> [Directions]:
Rewrite every line of the material from the line containing "In the image above, tightly box the dresser top." down to the line containing "169,108,198,118", offsetting each box coordinate by -18. Leave all other text and numbers unchanged.

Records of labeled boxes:
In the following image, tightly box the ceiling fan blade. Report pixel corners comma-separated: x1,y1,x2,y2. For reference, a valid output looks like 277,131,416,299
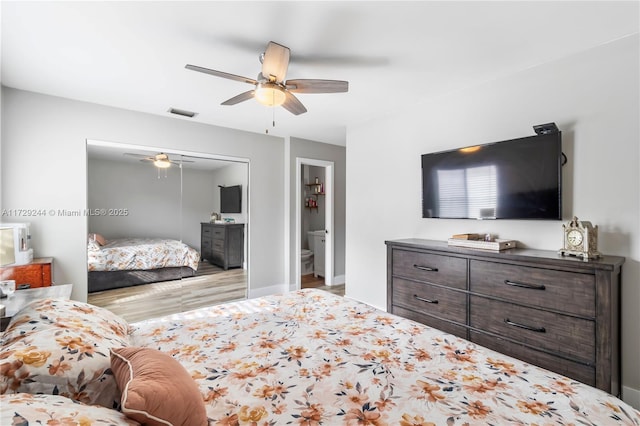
287,79,349,93
282,91,307,115
220,90,253,105
262,41,291,83
185,64,258,84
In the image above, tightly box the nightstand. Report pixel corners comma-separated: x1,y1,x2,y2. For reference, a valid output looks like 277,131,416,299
0,257,53,290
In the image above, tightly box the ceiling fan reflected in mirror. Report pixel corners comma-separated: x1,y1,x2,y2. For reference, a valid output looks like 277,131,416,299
124,152,194,169
185,41,349,115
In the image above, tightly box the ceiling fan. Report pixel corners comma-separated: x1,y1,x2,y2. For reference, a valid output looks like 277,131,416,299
185,41,349,115
124,152,194,169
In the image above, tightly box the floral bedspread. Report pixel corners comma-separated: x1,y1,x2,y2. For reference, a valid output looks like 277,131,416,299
131,290,640,426
87,238,200,271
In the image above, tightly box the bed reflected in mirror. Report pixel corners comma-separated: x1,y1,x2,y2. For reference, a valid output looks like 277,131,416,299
86,141,249,321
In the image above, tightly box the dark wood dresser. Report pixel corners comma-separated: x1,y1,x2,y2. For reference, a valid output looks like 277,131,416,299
0,257,53,290
386,239,624,395
200,222,244,271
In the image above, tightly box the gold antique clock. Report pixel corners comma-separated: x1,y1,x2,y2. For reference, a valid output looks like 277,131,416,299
558,216,600,260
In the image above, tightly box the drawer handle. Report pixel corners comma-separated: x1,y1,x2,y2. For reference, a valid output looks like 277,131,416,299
504,280,546,290
413,265,438,272
504,318,547,333
413,294,438,304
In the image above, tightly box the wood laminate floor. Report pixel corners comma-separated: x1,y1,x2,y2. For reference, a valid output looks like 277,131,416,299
88,265,345,322
88,269,247,322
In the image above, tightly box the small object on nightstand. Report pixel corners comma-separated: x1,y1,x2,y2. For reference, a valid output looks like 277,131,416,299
451,234,483,240
558,216,600,261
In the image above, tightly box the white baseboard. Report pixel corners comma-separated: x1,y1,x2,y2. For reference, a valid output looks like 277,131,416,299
248,284,290,299
622,386,640,410
331,275,345,285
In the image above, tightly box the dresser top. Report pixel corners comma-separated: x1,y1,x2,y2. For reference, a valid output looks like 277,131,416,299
385,238,625,270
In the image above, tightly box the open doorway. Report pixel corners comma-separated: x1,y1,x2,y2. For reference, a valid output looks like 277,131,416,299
295,158,334,289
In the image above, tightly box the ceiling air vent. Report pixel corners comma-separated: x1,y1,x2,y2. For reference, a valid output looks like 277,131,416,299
169,108,198,118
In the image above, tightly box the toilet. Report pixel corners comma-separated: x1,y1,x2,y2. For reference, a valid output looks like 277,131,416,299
300,249,313,275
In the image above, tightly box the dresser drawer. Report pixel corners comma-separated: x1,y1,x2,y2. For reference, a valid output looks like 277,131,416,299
211,240,224,253
469,296,595,363
469,331,596,386
469,260,596,317
211,226,225,241
393,250,467,290
393,278,467,324
392,306,467,339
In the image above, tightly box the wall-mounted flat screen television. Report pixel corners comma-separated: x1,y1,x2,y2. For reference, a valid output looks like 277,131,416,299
422,132,563,220
220,185,242,213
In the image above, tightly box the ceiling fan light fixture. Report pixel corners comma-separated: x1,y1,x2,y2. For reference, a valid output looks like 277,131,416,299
153,158,171,169
253,83,287,106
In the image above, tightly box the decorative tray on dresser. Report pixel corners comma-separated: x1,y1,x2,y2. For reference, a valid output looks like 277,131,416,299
386,239,624,395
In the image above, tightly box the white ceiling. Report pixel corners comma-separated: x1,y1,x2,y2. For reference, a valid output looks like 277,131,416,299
0,1,639,145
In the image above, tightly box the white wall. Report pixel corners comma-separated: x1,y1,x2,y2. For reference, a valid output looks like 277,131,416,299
346,34,640,406
0,87,285,300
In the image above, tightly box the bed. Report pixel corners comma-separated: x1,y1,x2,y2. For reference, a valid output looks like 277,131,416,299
87,234,200,293
0,289,640,426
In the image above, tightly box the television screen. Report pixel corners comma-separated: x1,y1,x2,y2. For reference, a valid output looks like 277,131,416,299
422,132,562,220
220,185,242,213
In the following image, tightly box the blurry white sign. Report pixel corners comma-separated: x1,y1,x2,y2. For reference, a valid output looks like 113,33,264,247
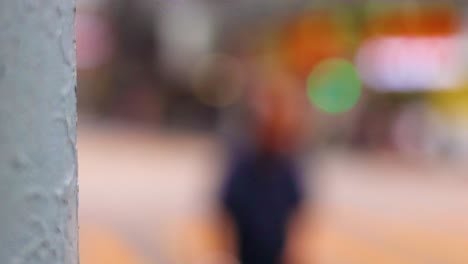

> [Result]:
In the image above, tightly box the dresser top. Report pixel corners comma-separated: x1,y1,x2,y2. For reference, a valid output looks like 277,131,416,299
367,220,607,252
In the image above, tightly box the open doorway. Report pixel corners comma-separated: x1,y1,x2,y2. For reference, a valid output looks like 277,131,416,299
277,140,316,271
In the image above, tightly box the ceiling air vent. Report pixel corners comma-separated: x1,y1,x2,y2. For reference, a valid output looks like 277,131,416,299
151,90,180,100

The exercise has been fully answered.